◆ **Task objective**
From the laptop review below, write out the passage word for word, beginning at the words "The Legion Pro" and stopping after "of the cores.".

◆ **Document passage**
****************************************

Lenovo says the keys have 1.5mm of travel, which sounds decent, but the keys seems to bottom out faster. That’s good for rapidly hitting keys in games, but the low travel and a bit of mushiness turned me off from long typing sessions. The keyboard is also offset to the left to accommodate the number pad, causing more than a few slipups while I was typing.

Still, it’s not a bad keyboard, and I’d take it over some of the Cherry MX designs we’ve seen in laptops from MSI and Alienware. This is a solid keyboard for gaming and a perfectly serviceable one for typing, even if it doesn’t reach the heights of something like the MacBook Pro.

Eight-core Ryzen holds up

The Legion Pro 5 comes packing a Ryzen 7 7745HX. The flagship Ryzen 9 7945HX was massively impressive in the Asus Scar 17, but this lower-end model doesn’t hold up quite as well. It still goes up to 55W,  just like its 16-core sibling, but it only comes with half of the cores.

****************************************

◆ **Provided data**
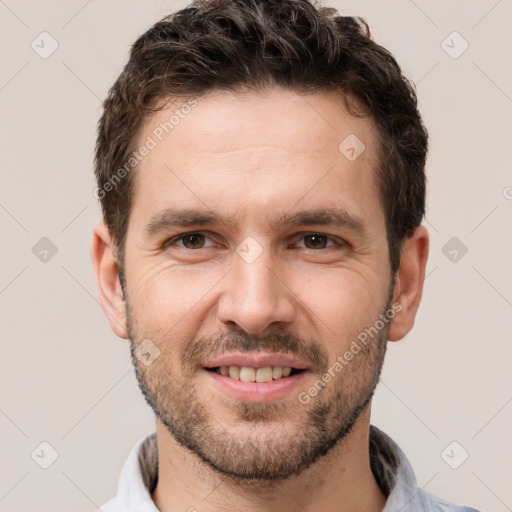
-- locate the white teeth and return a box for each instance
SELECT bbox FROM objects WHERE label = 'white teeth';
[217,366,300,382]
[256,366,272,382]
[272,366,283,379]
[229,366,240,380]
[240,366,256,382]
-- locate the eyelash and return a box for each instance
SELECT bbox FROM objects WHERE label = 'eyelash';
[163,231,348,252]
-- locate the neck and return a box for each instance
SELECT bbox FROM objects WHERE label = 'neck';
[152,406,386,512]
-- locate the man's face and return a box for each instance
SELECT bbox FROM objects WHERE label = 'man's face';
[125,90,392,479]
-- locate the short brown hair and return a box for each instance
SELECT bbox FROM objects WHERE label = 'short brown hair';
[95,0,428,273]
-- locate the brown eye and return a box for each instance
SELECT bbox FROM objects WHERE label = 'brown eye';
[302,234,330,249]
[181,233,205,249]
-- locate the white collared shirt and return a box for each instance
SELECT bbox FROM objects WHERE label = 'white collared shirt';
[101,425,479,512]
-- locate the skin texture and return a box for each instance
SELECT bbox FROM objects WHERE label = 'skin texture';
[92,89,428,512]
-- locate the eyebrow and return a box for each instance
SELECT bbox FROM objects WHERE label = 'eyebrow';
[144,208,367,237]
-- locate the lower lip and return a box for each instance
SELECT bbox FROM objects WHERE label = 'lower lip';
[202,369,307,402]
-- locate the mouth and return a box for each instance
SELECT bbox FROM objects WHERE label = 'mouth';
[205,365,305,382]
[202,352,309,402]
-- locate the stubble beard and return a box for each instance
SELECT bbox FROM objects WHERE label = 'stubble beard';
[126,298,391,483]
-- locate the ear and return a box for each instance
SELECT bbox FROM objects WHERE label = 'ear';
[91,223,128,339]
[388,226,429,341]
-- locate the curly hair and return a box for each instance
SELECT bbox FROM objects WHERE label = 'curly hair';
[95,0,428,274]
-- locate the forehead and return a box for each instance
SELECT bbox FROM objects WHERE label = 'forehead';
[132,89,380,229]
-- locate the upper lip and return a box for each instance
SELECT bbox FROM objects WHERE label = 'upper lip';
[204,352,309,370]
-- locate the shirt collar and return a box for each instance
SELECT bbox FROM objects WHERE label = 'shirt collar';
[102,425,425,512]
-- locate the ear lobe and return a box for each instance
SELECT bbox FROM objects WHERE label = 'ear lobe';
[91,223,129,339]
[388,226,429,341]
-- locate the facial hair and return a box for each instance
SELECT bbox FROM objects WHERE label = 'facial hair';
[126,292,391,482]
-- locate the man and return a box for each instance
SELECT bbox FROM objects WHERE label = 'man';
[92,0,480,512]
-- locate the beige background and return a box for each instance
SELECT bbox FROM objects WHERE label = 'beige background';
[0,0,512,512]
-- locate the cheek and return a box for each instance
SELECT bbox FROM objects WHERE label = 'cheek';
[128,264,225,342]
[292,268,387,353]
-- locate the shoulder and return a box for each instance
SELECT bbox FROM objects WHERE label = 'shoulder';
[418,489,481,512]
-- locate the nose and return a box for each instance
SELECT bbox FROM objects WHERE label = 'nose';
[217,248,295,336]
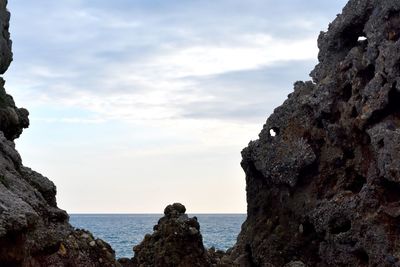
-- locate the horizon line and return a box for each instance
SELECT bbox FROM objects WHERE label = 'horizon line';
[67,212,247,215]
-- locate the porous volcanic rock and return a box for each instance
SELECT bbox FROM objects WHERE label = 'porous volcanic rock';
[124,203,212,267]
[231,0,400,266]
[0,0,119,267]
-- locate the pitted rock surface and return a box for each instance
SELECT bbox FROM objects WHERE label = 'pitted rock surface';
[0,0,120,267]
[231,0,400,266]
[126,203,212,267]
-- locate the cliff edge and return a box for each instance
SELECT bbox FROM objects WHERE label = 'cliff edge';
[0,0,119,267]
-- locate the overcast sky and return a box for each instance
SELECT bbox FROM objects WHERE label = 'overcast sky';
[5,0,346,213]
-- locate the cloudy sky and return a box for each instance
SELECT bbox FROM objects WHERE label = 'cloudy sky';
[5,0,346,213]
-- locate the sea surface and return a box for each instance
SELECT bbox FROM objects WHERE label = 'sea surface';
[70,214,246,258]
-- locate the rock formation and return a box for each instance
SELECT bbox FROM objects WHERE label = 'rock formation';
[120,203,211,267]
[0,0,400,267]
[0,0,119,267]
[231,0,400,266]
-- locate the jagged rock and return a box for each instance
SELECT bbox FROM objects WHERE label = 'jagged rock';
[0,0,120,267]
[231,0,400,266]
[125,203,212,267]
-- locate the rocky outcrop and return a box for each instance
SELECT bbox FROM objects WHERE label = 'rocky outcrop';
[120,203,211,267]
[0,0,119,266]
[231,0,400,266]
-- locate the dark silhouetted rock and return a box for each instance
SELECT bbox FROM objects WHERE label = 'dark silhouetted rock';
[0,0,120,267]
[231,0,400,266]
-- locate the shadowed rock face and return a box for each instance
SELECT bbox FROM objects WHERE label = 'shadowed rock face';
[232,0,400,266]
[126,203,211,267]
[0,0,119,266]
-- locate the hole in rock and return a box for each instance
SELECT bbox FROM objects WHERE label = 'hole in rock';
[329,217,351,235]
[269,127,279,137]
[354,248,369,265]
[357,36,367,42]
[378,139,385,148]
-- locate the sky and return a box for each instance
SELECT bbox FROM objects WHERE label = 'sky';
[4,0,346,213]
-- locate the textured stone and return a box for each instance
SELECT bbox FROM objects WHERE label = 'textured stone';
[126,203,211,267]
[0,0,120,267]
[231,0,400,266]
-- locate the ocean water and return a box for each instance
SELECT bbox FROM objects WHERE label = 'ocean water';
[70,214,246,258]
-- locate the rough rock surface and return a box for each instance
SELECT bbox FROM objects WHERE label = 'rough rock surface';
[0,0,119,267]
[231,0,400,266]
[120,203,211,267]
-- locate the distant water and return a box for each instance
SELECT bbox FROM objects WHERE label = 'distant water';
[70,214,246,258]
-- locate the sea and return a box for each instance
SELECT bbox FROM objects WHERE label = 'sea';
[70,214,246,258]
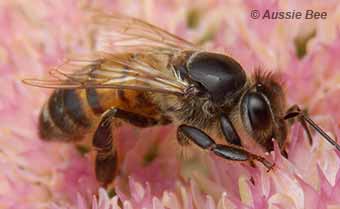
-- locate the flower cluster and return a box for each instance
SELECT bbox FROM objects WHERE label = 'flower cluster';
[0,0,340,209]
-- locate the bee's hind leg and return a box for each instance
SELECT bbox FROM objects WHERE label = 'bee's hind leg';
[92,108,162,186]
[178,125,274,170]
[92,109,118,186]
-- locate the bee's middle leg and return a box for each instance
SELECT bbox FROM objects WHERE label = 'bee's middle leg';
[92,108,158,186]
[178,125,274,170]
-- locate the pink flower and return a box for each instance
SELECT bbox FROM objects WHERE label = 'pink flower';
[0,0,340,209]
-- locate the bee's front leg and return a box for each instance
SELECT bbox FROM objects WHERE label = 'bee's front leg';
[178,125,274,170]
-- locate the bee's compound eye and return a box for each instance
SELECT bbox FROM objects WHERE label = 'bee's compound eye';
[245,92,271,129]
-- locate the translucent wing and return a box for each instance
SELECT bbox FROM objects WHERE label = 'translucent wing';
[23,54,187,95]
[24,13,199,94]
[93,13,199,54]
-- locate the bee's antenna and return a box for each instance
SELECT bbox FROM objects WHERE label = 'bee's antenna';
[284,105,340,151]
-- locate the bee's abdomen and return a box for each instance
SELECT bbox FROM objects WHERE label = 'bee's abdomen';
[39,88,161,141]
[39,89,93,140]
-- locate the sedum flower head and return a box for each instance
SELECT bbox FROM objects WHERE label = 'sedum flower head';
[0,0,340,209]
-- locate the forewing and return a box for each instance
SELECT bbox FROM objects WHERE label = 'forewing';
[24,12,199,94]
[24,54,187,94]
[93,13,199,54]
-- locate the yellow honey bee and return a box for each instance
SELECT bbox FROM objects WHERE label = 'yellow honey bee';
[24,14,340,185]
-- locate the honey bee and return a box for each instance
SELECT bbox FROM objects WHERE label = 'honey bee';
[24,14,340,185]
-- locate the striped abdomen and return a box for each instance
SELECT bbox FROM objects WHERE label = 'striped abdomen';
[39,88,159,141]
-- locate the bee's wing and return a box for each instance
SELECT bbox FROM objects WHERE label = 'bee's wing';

****************************************

◆ **Response to the exercise**
The Legion Pro 5 comes packing a Ryzen 7 7745HX. The flagship Ryzen 9 7945HX was massively impressive in the Asus Scar 17, but this lower-end model doesn’t hold up quite as well. It still goes up to 55W,  just like its 16-core sibling, but it only comes with half of the cores.